What you will do →
Rewrite every line of the entries below as a JSON list of strings, one string per line, leaving out blank lines.

Raw data →
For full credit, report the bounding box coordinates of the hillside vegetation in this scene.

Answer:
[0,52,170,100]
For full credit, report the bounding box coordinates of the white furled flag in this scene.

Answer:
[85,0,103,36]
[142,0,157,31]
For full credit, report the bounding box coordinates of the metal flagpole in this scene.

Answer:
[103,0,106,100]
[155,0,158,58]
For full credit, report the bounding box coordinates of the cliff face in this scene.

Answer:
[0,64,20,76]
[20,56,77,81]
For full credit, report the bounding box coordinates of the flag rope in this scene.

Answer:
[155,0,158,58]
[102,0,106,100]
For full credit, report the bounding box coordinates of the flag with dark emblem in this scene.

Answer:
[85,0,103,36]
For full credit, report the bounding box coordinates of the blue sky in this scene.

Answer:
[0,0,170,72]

Written answer →
[
  "For full credit, report the bounding box coordinates of the hillside vegetation in this scene.",
  "Answer:",
  "[0,52,170,100]",
  "For full credit, report the bounding box coordinates of the white furled flag in this scene.",
  "Answer:",
  "[85,0,103,36]",
  "[142,0,157,31]",
  "For full credit, report the bounding box coordinates of the metal flagpole in this scene.",
  "Answer:",
  "[103,0,106,100]",
  "[155,0,158,58]",
  "For full credit, report the bounding box coordinates of the cliff face in this scene.",
  "Answer:",
  "[0,64,20,76]",
  "[20,56,77,81]",
  "For full credit, report the bounding box coordinates of the flag rope in this scene.",
  "Answer:",
  "[155,0,158,58]",
  "[102,0,106,100]",
  "For full credit, report the bounding box coordinates of the flag with dark emblem in this scene.",
  "Answer:",
  "[85,0,103,36]",
  "For full credit, report the bounding box coordinates of the blue sky in this scene.",
  "Answer:",
  "[0,0,170,72]"
]